Please list every line in the rows below that contains the word "floor", paying attention to case.

DATA TO PROCESS:
——
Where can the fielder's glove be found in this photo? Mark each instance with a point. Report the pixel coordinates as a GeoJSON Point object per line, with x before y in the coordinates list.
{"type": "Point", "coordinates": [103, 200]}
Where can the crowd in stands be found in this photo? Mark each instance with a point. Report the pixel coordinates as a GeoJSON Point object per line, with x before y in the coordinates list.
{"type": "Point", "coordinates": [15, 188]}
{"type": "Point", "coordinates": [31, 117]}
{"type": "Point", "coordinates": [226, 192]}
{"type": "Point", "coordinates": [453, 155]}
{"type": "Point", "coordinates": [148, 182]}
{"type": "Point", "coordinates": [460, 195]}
——
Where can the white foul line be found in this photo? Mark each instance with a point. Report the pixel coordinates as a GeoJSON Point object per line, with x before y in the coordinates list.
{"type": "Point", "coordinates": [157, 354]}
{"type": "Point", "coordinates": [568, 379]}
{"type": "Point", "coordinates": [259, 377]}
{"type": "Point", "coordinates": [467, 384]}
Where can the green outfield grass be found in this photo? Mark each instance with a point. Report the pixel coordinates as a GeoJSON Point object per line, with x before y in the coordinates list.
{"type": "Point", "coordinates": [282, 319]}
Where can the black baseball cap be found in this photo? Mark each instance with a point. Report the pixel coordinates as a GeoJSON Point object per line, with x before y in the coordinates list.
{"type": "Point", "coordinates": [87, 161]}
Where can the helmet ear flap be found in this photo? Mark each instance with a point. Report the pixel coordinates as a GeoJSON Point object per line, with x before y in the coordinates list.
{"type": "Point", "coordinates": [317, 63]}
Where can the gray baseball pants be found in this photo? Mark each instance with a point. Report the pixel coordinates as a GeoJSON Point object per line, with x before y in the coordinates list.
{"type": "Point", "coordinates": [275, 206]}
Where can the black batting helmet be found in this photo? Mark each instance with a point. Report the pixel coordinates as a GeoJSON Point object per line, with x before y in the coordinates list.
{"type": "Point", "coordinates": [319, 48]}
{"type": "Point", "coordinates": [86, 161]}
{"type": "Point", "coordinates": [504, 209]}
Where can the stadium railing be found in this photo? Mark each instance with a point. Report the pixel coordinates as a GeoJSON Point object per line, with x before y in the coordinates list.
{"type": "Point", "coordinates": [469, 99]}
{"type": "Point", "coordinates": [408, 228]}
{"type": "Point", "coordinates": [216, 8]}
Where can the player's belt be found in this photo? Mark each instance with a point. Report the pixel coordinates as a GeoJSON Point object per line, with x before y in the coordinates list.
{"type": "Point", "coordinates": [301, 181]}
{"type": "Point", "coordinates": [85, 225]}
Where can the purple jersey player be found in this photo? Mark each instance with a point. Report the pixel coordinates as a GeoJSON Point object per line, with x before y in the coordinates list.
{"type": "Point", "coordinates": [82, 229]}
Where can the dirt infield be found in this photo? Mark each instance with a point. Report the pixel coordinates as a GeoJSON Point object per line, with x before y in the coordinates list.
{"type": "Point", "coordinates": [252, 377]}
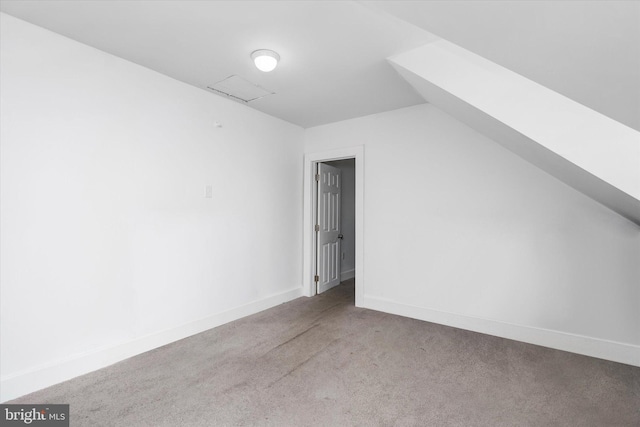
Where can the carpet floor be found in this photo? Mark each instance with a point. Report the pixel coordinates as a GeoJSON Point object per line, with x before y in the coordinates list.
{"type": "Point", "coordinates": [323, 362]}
——
EXPECTED OUTPUT:
Where can the carpet floor be found in this photo? Mark each instance with a point. Report the pixel coordinates as a GeoJSON Point object per line, with x before y in the coordinates list.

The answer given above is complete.